-- Start of RECORDS FOR PROCESSING --

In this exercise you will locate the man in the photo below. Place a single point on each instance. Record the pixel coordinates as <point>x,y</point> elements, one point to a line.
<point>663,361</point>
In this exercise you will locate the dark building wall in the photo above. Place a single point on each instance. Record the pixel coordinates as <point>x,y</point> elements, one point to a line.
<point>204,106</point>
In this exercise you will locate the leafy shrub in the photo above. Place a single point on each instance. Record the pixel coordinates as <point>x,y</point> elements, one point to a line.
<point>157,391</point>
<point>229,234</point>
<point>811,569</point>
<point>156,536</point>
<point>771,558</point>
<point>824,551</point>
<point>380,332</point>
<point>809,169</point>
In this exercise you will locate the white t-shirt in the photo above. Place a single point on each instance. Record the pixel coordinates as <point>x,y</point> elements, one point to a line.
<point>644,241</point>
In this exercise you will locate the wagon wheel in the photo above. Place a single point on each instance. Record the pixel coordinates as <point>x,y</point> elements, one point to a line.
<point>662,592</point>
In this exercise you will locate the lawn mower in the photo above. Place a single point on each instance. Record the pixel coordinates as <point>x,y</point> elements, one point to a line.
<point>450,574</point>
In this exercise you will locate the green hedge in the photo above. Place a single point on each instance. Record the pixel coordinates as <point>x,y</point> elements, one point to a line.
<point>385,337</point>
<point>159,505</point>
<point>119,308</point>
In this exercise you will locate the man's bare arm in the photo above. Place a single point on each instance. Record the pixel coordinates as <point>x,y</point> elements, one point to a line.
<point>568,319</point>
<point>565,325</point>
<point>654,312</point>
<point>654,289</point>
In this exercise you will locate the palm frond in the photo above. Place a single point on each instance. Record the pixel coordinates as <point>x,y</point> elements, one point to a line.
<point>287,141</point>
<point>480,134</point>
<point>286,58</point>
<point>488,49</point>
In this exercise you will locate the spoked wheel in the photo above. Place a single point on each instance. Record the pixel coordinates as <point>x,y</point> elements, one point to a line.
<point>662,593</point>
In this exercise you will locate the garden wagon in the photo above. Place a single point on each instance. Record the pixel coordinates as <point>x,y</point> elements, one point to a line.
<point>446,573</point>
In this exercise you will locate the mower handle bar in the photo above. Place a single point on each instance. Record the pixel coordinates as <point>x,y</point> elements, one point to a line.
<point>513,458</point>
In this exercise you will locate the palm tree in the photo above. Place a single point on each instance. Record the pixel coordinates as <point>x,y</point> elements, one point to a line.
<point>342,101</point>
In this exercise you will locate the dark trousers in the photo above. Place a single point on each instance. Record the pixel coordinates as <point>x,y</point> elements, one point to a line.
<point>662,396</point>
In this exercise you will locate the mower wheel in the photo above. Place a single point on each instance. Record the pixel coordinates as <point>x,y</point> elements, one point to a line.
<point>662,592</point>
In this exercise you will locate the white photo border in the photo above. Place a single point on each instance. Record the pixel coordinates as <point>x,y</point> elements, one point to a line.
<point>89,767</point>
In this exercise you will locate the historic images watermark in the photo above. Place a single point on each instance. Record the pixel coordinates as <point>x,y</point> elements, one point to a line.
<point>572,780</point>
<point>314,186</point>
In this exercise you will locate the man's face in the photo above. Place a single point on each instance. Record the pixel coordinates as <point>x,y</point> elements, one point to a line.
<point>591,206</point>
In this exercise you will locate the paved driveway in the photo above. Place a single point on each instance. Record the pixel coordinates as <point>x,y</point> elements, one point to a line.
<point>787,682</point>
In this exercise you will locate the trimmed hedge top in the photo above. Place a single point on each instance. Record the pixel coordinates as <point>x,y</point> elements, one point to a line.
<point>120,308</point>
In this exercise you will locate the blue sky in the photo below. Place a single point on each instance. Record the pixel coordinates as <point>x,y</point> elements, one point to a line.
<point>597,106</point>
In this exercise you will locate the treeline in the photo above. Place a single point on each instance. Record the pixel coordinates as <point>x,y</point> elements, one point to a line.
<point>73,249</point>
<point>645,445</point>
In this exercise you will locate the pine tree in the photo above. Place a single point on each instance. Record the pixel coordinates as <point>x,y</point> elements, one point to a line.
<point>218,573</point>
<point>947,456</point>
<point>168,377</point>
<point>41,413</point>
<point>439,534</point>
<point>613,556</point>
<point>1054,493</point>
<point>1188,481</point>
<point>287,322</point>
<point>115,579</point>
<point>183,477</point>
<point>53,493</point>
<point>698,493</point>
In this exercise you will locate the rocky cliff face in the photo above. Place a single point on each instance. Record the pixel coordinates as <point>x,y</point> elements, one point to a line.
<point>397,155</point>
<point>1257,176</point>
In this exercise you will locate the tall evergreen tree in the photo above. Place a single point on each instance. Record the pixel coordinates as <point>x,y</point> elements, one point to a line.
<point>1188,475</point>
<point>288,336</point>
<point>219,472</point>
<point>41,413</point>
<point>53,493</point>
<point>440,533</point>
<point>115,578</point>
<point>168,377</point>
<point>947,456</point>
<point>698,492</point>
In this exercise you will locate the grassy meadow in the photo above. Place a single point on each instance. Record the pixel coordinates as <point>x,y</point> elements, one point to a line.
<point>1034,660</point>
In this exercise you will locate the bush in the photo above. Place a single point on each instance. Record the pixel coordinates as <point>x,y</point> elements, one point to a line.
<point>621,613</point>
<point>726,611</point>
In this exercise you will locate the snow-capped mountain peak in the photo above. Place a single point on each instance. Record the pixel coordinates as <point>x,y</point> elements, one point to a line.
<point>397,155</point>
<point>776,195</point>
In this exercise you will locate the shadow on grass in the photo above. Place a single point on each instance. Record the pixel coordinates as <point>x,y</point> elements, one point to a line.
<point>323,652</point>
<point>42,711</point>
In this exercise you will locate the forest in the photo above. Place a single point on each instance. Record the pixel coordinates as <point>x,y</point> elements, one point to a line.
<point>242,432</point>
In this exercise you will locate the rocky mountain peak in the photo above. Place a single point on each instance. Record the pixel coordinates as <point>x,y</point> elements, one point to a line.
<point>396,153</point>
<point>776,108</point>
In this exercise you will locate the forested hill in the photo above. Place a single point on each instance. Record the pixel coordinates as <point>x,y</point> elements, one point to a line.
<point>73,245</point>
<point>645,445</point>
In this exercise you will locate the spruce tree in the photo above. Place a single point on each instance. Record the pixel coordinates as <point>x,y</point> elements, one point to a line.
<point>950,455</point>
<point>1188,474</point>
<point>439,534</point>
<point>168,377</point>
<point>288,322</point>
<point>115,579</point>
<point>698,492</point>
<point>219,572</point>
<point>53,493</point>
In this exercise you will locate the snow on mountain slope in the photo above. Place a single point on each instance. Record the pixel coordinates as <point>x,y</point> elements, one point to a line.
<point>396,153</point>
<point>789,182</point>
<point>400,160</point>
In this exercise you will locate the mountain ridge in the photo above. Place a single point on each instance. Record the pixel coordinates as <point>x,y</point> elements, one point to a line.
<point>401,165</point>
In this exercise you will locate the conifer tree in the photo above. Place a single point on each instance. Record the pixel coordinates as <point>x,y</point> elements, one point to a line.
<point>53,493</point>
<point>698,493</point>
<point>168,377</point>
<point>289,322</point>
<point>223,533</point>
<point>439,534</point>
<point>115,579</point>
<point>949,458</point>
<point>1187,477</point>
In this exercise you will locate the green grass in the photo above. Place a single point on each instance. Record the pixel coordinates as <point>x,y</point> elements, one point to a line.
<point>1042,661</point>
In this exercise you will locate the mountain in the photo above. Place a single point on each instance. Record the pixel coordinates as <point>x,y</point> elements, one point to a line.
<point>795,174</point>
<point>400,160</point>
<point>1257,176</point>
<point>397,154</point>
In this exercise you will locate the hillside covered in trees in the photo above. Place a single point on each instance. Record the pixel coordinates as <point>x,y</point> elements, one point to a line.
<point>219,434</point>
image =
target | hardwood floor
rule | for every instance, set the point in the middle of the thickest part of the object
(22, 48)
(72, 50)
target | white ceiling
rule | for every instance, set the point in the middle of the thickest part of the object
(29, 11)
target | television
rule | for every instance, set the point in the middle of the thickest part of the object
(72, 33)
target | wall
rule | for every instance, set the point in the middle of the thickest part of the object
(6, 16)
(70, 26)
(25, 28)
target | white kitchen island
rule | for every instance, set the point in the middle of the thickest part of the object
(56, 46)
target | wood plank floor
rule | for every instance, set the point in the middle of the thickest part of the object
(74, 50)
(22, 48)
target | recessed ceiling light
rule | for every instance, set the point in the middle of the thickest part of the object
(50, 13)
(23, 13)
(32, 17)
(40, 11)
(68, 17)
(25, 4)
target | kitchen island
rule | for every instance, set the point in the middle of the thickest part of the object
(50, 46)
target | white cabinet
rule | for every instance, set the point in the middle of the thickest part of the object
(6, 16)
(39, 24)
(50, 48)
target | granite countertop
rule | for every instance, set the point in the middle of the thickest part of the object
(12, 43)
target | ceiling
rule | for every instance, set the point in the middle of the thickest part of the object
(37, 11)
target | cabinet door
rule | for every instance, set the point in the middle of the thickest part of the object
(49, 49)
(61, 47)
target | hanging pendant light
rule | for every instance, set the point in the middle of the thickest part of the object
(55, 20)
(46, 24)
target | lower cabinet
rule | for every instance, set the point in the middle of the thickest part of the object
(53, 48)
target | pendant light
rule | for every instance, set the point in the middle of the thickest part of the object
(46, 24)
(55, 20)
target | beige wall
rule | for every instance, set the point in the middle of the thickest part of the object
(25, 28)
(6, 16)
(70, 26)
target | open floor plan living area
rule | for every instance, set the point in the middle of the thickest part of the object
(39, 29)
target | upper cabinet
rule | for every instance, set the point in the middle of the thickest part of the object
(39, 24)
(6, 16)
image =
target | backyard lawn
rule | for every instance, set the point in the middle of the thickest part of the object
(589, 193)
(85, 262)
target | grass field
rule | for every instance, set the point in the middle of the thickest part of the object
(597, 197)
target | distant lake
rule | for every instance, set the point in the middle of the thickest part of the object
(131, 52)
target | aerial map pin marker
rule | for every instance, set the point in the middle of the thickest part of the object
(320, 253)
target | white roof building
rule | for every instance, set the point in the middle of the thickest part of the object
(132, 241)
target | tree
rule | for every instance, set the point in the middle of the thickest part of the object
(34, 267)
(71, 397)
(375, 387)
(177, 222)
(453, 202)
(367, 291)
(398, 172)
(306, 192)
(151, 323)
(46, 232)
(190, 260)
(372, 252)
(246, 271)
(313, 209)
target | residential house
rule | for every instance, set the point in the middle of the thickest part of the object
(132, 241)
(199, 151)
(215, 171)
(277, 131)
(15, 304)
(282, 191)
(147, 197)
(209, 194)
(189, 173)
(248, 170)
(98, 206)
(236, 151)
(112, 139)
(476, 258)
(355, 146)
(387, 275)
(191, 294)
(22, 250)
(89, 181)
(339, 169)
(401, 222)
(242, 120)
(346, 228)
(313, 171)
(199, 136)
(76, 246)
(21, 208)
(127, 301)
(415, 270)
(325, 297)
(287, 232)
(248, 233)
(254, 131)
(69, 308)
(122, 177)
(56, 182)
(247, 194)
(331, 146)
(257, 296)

-- End of RECORDS FOR PROCESSING --

• EXERCISE AIM: Give back the entries from the line containing "In this exercise you will locate the mower wheel" through the line containing "<point>89,767</point>", with "mower wheel" changed to "mower tire" and nothing else altered.

• ANSWER BELOW:
In this exercise you will locate the mower tire in the photo above. Place a single point on each instance. Record the pixel coordinates as <point>x,y</point> elements, one point to a line.
<point>662,592</point>
In this exercise you will locate the white photo border in the photo above. Place a single point on each instance. Record the pixel coordinates as <point>x,y</point> elements, one point to a line.
<point>89,767</point>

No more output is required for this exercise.